### [Task description]
From the line containing "Please locate the cobblestone" through the last line of the material, copy every line exactly, both ends inclusive; do not copy pictures.

### [Records for the exercise]
<<<<

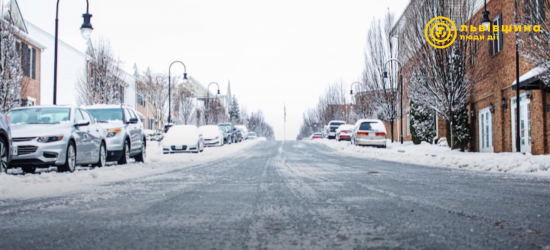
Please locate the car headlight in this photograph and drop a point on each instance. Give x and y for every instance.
(46, 139)
(112, 132)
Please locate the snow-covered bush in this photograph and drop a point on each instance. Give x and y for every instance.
(422, 124)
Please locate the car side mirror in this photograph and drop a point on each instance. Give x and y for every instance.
(82, 123)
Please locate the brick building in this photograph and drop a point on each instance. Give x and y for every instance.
(493, 99)
(30, 50)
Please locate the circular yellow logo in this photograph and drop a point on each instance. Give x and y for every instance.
(440, 32)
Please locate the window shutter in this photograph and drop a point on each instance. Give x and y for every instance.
(542, 10)
(33, 63)
(27, 61)
(490, 42)
(500, 36)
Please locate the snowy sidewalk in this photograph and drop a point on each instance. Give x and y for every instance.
(51, 183)
(430, 155)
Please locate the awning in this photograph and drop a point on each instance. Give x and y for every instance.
(529, 80)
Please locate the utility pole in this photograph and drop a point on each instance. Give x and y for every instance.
(284, 134)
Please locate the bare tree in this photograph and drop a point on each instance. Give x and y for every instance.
(184, 104)
(383, 91)
(259, 125)
(536, 45)
(102, 81)
(440, 79)
(213, 111)
(11, 70)
(154, 88)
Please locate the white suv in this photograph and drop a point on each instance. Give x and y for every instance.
(124, 131)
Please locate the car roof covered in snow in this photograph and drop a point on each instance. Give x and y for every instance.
(101, 106)
(367, 120)
(336, 121)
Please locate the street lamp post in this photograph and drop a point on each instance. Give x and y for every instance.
(169, 88)
(401, 86)
(518, 145)
(351, 95)
(208, 94)
(86, 31)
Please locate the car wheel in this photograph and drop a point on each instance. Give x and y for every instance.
(125, 157)
(141, 156)
(4, 155)
(102, 156)
(70, 159)
(29, 170)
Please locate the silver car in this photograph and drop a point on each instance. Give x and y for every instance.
(124, 132)
(6, 148)
(369, 132)
(62, 136)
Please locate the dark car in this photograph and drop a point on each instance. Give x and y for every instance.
(242, 134)
(231, 130)
(6, 148)
(226, 135)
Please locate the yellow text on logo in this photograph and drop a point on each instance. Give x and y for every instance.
(440, 32)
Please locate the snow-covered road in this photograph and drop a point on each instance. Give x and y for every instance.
(433, 155)
(289, 195)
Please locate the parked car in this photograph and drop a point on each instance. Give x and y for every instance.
(226, 135)
(369, 132)
(244, 131)
(167, 127)
(344, 132)
(332, 126)
(316, 136)
(231, 130)
(124, 132)
(212, 135)
(182, 139)
(62, 136)
(240, 136)
(6, 145)
(252, 135)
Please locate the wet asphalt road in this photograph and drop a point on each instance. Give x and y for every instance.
(291, 195)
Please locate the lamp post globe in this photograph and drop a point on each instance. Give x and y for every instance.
(86, 28)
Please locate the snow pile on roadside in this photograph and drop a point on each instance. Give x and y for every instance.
(48, 184)
(431, 155)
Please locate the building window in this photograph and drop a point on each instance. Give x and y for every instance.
(408, 124)
(28, 60)
(29, 101)
(141, 100)
(496, 45)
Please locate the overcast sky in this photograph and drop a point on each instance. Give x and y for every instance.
(272, 51)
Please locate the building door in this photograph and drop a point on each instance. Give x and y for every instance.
(524, 122)
(485, 130)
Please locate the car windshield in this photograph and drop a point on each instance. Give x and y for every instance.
(40, 115)
(209, 129)
(106, 115)
(182, 131)
(372, 126)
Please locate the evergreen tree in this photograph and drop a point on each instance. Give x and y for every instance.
(11, 66)
(234, 113)
(461, 130)
(422, 124)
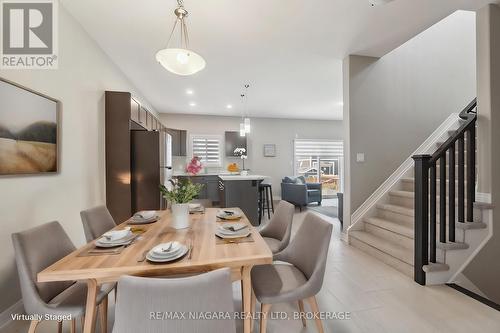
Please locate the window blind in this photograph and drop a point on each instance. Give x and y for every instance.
(318, 148)
(207, 148)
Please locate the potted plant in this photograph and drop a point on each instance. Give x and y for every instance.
(179, 195)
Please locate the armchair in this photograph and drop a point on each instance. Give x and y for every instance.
(296, 191)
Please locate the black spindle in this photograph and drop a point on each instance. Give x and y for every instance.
(421, 253)
(471, 172)
(461, 179)
(432, 210)
(451, 194)
(442, 199)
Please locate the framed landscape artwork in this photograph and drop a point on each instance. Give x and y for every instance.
(28, 131)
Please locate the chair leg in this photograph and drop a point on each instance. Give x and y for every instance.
(263, 320)
(268, 207)
(314, 307)
(272, 200)
(33, 325)
(253, 300)
(302, 314)
(103, 315)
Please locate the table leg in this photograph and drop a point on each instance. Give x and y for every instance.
(90, 311)
(246, 285)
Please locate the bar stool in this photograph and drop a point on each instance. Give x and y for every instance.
(265, 194)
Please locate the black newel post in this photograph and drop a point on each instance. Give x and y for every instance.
(421, 216)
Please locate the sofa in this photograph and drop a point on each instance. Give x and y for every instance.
(300, 193)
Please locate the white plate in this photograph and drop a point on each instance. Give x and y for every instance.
(234, 235)
(158, 249)
(137, 221)
(125, 241)
(144, 215)
(237, 225)
(235, 216)
(115, 235)
(230, 233)
(182, 252)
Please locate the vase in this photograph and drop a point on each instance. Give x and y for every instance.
(180, 216)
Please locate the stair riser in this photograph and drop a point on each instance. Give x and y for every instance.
(389, 235)
(382, 256)
(409, 220)
(410, 186)
(410, 202)
(395, 217)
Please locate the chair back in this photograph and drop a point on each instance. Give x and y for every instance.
(139, 298)
(36, 249)
(96, 221)
(308, 250)
(280, 225)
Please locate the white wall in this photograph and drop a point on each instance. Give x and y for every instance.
(281, 132)
(84, 73)
(397, 101)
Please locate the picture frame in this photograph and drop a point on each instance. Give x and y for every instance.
(269, 150)
(30, 131)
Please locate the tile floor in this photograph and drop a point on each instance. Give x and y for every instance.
(377, 297)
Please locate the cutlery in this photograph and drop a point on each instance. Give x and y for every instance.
(143, 257)
(190, 250)
(168, 248)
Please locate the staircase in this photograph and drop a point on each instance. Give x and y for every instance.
(387, 224)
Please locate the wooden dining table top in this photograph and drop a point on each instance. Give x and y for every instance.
(206, 254)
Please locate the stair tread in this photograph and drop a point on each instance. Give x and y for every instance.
(395, 250)
(395, 227)
(435, 267)
(397, 209)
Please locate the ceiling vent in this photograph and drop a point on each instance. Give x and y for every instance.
(379, 2)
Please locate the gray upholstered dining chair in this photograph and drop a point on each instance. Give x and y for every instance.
(36, 249)
(301, 276)
(96, 221)
(141, 299)
(277, 231)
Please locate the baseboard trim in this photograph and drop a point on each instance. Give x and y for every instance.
(475, 296)
(6, 315)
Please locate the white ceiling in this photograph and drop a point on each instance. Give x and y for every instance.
(290, 51)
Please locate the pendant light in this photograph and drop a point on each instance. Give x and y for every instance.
(242, 124)
(246, 121)
(181, 60)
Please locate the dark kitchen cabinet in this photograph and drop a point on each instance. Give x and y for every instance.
(124, 114)
(210, 189)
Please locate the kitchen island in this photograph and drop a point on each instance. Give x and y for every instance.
(243, 192)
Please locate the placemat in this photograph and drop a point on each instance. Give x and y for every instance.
(97, 251)
(248, 239)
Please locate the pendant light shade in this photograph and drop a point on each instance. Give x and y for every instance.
(247, 125)
(181, 60)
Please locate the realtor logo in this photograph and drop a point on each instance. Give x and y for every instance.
(29, 34)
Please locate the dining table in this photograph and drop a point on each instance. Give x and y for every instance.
(206, 252)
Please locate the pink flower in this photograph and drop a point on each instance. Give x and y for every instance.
(194, 166)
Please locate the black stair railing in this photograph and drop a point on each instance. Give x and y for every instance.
(456, 161)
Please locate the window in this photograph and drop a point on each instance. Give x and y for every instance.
(320, 161)
(207, 147)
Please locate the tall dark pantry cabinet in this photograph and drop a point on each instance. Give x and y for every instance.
(132, 156)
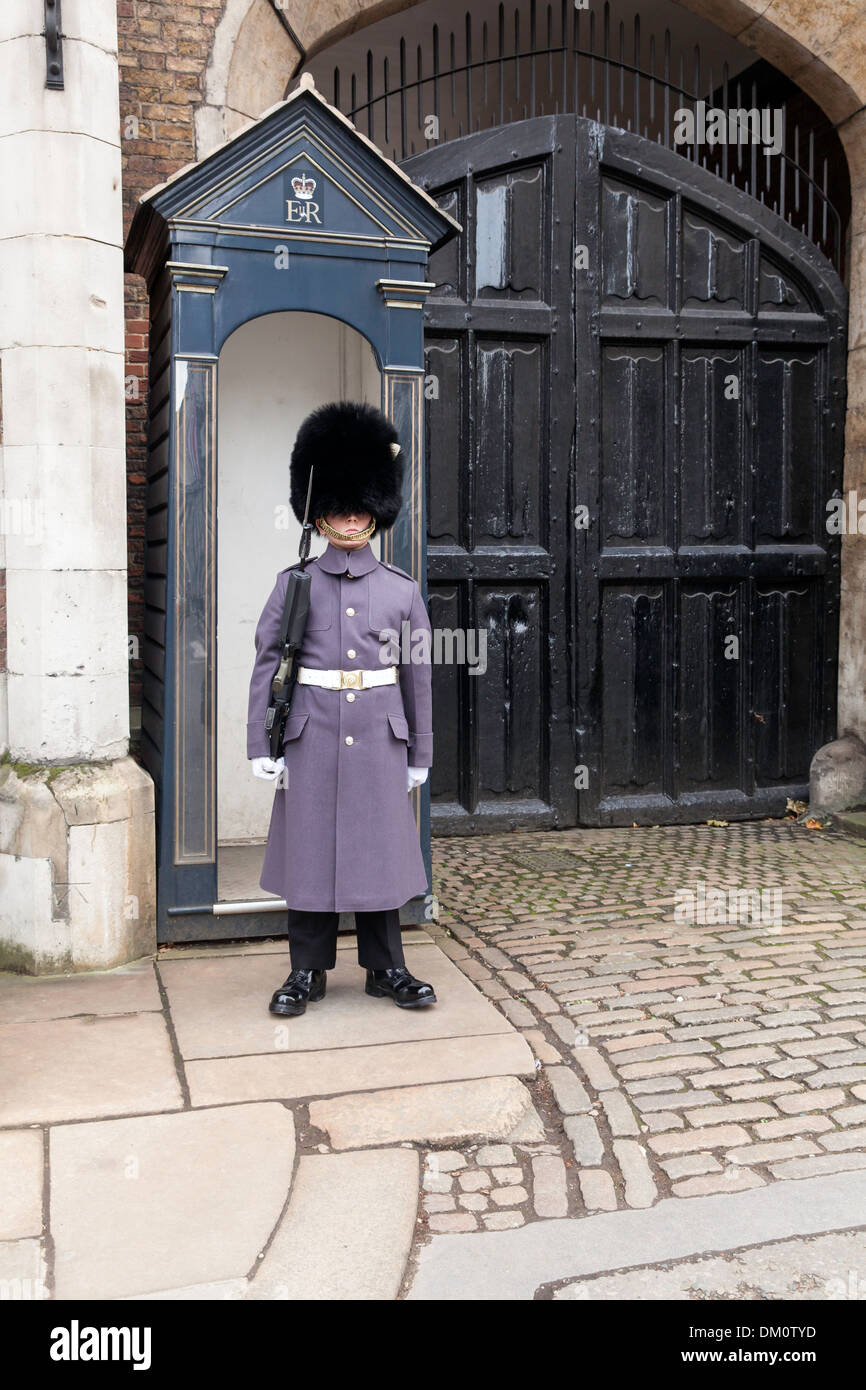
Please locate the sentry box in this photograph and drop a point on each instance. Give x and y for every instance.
(284, 270)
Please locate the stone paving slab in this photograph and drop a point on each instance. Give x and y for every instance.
(348, 1229)
(131, 988)
(369, 1068)
(21, 1179)
(798, 1271)
(164, 1201)
(515, 1264)
(22, 1272)
(72, 1069)
(220, 1008)
(495, 1108)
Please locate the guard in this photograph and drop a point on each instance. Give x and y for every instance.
(359, 734)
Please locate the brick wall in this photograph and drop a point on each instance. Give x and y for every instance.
(163, 54)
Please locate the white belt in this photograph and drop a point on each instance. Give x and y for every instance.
(346, 680)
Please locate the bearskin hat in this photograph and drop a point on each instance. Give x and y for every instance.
(348, 444)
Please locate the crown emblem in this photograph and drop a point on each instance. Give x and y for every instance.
(303, 185)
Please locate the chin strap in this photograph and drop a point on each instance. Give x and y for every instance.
(341, 535)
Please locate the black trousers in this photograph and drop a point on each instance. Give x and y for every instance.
(313, 940)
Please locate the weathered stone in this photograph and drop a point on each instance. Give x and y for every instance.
(437, 1203)
(570, 1096)
(585, 1140)
(125, 1230)
(837, 776)
(691, 1165)
(508, 1175)
(597, 1190)
(716, 1136)
(620, 1116)
(640, 1184)
(453, 1222)
(726, 1182)
(509, 1196)
(494, 1107)
(549, 1191)
(474, 1182)
(594, 1068)
(473, 1201)
(502, 1221)
(21, 1165)
(491, 1154)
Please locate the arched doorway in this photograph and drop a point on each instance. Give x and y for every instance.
(627, 462)
(642, 380)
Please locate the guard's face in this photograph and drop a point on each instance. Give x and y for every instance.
(348, 523)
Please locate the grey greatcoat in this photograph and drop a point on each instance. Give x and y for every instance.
(342, 833)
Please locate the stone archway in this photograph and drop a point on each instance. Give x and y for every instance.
(259, 46)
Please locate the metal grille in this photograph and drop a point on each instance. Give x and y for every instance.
(544, 60)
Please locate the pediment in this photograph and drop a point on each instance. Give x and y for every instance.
(302, 171)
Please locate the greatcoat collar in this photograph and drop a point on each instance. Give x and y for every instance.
(356, 562)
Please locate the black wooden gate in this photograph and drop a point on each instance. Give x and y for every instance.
(634, 421)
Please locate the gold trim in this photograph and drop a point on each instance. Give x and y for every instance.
(196, 268)
(181, 761)
(307, 86)
(285, 232)
(325, 175)
(345, 535)
(300, 132)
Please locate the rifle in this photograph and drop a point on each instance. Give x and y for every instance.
(292, 627)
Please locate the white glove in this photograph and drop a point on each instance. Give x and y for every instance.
(267, 767)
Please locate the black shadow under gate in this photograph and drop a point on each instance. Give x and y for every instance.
(634, 423)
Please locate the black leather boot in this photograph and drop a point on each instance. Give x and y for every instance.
(401, 986)
(300, 988)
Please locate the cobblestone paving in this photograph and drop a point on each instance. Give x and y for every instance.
(676, 1057)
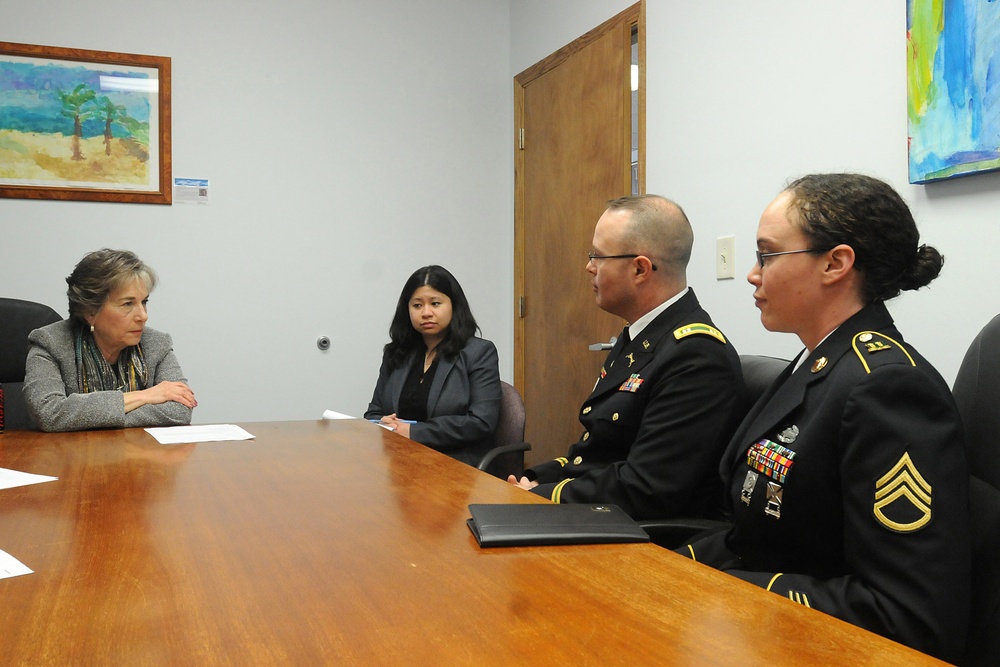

>>>>

### [Solution to this task]
Please locate the cobblestone paving in this photograph and drop a point on each instance. Give x and y for every instance.
(676, 1057)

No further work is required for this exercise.